**TO DO**
1. In the NCAA article, what month is the NCAA's annual convention held?
2. Condense the paragraph of the NCAA article that begins "Emmert has received sharp criticism" into a short bulleted list.
3. Resume the NCAA article after its final sentence and write what comes next.

**EXCERPT PROVIDED**
The NCAA's annual convention is in January. The board hopes to adopt proposals at its meeting next April, and then have a special meeting for the full membership next summer.

The discussion focused on transparency and the public perception of the NCAA.

Emmert has received sharp criticism for months, for everything from the unprecedented sanctions handed to Penn State for the Jerry Sandusky child sex-abuse scandal to the botched investigation of alleged misconduct in University of Miami athletics. He, and the NCAA in general, have been singled out by conference commissioners, professional athletes and even current college football players.

Houston Texans running back Arian Foster, who says in an upcoming documentary he accepted money while at Tennessee, recently called the NCAA a bully. Some college players wore patches Saturday with the letters APU, standing for All Players United, to call for NCAA reform.

Additionally, SEC Commissioner Mike Slive suggested last week that the NCAA's rules on governing agents are part of the problem amid reports of possible problems at Alabama and Tennessee.

"I haven't talked to Mike about it, so I can't speak for him," Emmert said Monday.

The third-year president is fully aware of the public's perception of the NCAA. Emmert said the board and other NCAA officials have concerns about that. The public sees him as more of a commissioner of a professional sport, which Emmert said is not the case.

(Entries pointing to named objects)
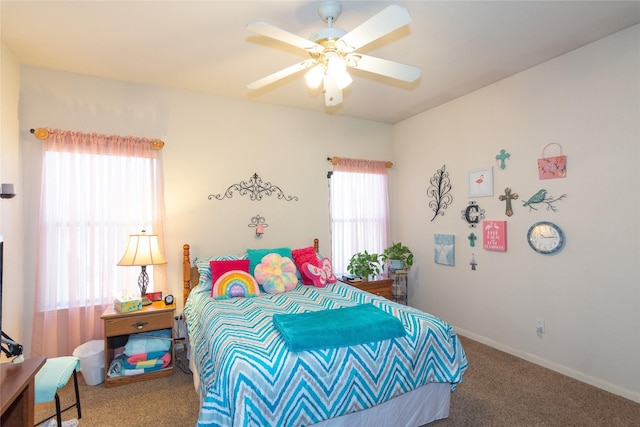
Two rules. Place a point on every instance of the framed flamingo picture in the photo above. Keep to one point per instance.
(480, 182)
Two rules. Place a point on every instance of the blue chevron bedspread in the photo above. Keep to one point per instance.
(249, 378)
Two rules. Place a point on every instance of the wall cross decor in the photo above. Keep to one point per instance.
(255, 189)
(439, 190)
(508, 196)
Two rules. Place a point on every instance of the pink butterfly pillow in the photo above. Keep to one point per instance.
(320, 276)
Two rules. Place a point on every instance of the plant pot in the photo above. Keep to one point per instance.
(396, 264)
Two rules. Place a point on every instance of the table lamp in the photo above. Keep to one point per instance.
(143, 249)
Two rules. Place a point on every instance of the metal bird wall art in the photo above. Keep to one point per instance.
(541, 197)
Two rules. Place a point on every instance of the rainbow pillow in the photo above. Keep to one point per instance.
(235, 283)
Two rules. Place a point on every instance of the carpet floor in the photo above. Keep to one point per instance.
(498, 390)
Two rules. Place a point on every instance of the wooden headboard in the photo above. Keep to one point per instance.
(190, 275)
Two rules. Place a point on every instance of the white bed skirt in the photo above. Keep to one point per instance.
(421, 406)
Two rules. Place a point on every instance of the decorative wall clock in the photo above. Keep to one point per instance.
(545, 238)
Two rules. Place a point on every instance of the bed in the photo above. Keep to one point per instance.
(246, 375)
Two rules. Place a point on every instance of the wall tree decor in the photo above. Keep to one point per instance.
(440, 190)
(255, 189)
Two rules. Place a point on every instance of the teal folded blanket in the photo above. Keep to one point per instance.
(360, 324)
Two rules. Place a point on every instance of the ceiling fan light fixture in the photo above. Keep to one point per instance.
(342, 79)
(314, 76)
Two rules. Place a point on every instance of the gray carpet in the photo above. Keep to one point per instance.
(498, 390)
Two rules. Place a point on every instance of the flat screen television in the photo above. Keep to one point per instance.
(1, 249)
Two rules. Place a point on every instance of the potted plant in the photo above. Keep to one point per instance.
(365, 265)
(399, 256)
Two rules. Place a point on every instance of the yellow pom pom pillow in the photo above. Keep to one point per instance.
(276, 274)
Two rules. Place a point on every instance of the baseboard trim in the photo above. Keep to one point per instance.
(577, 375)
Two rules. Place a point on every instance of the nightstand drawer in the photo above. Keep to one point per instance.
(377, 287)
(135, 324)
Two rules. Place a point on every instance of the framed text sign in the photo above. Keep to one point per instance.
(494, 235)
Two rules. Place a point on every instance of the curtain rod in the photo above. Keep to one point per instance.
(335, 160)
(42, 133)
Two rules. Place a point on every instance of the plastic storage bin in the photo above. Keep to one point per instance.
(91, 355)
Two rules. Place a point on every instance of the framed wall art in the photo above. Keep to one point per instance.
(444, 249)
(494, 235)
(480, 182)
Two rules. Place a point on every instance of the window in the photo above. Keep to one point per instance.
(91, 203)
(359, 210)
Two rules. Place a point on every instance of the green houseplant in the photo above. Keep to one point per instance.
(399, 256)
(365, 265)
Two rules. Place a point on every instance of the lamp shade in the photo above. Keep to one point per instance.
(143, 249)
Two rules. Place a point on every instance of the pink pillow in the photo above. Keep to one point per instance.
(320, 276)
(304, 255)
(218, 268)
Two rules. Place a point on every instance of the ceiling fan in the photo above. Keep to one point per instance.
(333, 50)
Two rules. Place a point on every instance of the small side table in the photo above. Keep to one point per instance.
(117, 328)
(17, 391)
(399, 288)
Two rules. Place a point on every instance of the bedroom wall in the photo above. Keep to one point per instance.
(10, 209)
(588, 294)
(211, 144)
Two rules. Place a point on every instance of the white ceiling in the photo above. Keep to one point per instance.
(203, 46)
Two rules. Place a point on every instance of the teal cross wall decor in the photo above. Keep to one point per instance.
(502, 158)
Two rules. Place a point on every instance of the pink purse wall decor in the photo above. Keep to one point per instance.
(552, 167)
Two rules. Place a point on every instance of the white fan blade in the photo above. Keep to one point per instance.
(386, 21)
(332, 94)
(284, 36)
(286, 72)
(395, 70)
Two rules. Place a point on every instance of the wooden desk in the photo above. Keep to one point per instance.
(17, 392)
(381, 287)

**OUTPUTS FOR THE TASKS**
1. January.

2.
- Emmert has faced sharp criticism for months.
- Criticism has covered the unprecedented Penn State sanctions over the Jerry Sandusky child sex-abuse scandal.
- It has also covered the botched investigation of alleged misconduct in University of Miami athletics.
- Conference commissioners, professional athletes and current college football players have singled out Emmert and the NCAA.

3.
He said getting people to understand the NCAA is more than just him or the board of directors -- decisions are driven by the hundreds of member schools -- is a difficult task.

"To think that the president of the NCAA has ever been anything like the commissioner of baseball is ludicrous," Emmert said, "but yet that would be the most popular perception I suspect that people have of what my job is."

The discussion did touch briefly on whether the NCAA would consider creating a new big-school Bowl Division -- in essence, splitting up the current Division I. A packet distributed at the session called "Principles and Model for New Governance Structure" suggests that FBS institutions and conferences that are more closely aligned in issues and athletics resources form a new division.

"The simpler the governance structure, the better," the packet states.